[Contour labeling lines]
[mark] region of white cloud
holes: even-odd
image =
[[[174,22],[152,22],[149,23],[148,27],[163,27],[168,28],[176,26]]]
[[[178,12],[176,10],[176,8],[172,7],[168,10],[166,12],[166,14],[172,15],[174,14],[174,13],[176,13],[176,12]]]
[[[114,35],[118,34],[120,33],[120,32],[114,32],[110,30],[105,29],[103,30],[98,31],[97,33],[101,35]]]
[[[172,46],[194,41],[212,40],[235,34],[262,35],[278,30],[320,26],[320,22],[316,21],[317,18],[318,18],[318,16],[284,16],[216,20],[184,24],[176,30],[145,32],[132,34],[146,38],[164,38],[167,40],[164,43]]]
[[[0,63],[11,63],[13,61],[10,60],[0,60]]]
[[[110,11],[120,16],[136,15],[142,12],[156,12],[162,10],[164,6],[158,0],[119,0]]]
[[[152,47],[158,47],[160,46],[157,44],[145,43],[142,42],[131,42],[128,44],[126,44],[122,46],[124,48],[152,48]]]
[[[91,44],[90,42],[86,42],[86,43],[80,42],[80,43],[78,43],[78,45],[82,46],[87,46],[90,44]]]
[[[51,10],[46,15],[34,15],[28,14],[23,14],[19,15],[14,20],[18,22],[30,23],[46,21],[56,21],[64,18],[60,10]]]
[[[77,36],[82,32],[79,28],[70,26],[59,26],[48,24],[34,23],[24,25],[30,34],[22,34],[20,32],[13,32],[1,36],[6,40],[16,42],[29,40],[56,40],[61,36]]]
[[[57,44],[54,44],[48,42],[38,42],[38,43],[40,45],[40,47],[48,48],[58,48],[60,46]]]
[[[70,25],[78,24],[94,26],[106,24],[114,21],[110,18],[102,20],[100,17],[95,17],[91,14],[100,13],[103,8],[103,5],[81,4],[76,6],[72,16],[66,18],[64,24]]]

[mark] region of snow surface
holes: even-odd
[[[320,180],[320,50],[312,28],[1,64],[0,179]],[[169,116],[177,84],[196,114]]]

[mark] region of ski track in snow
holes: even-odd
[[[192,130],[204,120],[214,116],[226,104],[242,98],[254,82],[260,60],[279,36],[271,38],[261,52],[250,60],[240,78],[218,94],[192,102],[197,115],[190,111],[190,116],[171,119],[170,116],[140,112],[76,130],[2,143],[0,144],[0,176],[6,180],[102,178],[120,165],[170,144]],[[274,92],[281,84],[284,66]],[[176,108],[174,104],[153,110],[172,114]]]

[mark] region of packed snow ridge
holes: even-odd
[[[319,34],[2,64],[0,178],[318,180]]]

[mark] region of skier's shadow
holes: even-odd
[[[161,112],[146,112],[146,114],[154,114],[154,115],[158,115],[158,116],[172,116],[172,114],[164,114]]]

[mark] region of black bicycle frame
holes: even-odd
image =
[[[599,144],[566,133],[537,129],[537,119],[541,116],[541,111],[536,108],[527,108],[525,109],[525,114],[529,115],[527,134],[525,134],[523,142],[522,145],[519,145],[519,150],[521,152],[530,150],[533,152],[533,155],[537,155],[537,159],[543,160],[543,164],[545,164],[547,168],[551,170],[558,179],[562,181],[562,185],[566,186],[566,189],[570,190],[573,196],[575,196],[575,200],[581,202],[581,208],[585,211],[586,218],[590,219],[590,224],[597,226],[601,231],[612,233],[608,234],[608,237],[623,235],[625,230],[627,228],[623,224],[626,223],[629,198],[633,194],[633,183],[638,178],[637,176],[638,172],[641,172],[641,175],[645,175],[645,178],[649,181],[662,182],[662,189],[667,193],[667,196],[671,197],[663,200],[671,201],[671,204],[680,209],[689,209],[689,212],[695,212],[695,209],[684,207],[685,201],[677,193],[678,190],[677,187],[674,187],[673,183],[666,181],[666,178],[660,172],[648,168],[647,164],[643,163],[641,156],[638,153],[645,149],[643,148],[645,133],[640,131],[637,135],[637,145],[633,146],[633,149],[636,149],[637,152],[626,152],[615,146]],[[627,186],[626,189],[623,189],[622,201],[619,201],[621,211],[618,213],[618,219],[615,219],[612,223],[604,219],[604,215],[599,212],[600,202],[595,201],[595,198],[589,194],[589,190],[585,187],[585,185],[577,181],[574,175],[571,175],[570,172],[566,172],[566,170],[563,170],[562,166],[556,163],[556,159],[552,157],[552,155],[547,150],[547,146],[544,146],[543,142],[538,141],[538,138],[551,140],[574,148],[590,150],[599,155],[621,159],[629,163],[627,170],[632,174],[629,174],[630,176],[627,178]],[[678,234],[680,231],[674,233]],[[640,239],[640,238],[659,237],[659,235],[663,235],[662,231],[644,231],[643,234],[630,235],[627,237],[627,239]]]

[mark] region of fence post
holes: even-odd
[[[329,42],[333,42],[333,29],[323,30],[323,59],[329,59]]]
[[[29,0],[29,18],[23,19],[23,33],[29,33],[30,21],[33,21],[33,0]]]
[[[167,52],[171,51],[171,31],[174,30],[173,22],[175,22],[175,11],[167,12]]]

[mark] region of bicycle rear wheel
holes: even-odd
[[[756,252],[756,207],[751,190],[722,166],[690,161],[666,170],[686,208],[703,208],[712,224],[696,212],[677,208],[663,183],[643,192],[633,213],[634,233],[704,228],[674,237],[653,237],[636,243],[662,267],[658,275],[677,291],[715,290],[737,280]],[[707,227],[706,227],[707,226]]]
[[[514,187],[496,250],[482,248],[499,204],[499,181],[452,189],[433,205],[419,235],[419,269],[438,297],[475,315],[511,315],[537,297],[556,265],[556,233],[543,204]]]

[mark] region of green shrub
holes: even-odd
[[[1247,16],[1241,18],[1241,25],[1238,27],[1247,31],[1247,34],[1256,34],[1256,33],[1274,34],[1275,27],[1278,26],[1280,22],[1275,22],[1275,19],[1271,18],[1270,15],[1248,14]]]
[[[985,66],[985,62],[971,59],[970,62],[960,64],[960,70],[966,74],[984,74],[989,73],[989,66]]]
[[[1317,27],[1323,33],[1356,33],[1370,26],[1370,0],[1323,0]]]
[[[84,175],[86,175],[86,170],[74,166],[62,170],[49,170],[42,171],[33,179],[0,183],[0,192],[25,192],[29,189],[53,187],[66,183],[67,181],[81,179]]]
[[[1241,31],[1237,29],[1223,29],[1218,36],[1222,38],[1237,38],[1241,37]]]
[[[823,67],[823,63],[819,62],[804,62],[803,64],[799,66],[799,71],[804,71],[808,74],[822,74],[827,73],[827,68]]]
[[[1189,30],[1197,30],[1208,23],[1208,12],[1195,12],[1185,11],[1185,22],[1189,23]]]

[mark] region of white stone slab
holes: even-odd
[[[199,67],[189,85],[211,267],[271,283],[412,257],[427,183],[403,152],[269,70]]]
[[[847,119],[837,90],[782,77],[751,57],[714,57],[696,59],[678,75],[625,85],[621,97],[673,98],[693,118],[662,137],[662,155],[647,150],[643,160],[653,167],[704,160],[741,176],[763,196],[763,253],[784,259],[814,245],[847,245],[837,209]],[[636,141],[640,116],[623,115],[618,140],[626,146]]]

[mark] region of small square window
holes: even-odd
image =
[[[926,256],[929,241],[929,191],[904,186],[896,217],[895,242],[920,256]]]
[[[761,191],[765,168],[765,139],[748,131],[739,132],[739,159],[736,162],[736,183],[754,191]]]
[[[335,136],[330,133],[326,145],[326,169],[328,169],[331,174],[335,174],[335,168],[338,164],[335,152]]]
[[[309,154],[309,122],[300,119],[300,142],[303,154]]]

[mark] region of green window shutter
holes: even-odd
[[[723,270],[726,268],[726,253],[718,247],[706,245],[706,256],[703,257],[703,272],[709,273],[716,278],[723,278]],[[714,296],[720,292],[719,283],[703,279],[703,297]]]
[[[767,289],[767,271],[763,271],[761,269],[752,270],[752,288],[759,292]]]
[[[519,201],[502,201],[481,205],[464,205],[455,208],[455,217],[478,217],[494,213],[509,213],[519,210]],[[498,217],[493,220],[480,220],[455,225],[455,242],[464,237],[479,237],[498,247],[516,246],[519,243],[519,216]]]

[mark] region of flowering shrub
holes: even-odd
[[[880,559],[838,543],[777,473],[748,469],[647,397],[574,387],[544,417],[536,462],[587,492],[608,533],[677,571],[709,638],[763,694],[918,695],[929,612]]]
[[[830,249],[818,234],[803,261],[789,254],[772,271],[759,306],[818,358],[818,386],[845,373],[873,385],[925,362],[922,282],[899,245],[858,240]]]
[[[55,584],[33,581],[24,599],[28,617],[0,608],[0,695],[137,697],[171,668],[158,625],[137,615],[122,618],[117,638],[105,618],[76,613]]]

* Written request *
Can you swap "even-odd" for "nonzero" throughout the lines running from the start through the line containing "[[[319,34],[2,64],[0,178],[318,180]]]", change nothing else, and give back only those lines?

* Correct output *
[mark] region of white cloud
holes: nonzero
image =
[[[174,22],[152,22],[149,23],[148,27],[163,27],[168,28],[176,26]]]
[[[178,12],[176,10],[176,8],[172,7],[168,10],[166,12],[166,14],[172,15],[174,14],[174,13],[176,13],[176,12]]]
[[[114,35],[118,34],[120,33],[120,32],[114,32],[110,30],[105,29],[103,30],[98,31],[97,33],[101,35]]]
[[[172,46],[194,41],[212,40],[235,34],[262,35],[278,30],[320,26],[320,22],[316,21],[317,18],[318,18],[318,16],[284,16],[216,20],[184,24],[176,30],[145,32],[132,34],[146,38],[164,38],[167,40],[164,43]]]
[[[0,63],[11,63],[13,61],[10,60],[0,60]]]
[[[110,11],[120,16],[136,15],[142,12],[156,12],[162,10],[164,6],[158,0],[119,0]]]
[[[152,47],[158,47],[160,46],[157,44],[145,43],[142,42],[131,42],[128,44],[126,44],[122,46],[124,48],[152,48]]]
[[[91,44],[90,42],[86,42],[86,43],[80,42],[80,43],[78,43],[78,45],[82,46],[87,46],[90,44]]]
[[[51,10],[46,15],[34,15],[28,14],[23,14],[19,15],[14,20],[18,22],[30,23],[46,21],[56,21],[64,18],[60,10]]]
[[[77,36],[82,32],[79,28],[70,26],[59,26],[48,24],[34,23],[24,25],[30,34],[22,34],[20,32],[13,32],[1,36],[6,40],[16,42],[29,40],[56,40],[61,36]]]
[[[57,44],[54,44],[48,42],[38,42],[38,43],[40,45],[40,47],[48,48],[58,48],[60,46]]]
[[[70,25],[78,24],[94,26],[106,24],[114,21],[110,18],[102,20],[100,17],[95,17],[91,14],[100,13],[103,8],[103,5],[81,4],[76,6],[72,16],[66,18],[64,24]]]

[mark] region of snow surface
holes: nonzero
[[[320,180],[320,50],[312,28],[1,64],[0,179]],[[169,116],[177,84],[196,114]]]

[mark] region of ski track in snow
holes: nonzero
[[[192,130],[204,120],[214,116],[226,104],[242,98],[254,82],[260,60],[279,36],[271,38],[261,52],[250,60],[240,78],[218,94],[192,102],[197,115],[190,111],[190,116],[171,119],[170,116],[140,112],[76,130],[2,143],[0,144],[0,176],[6,180],[102,178],[120,165],[170,144]],[[274,92],[281,84],[284,66]],[[176,108],[174,104],[153,110],[172,114]]]

[mark] region of packed snow ridge
holes: nonzero
[[[319,34],[2,64],[0,178],[318,180]]]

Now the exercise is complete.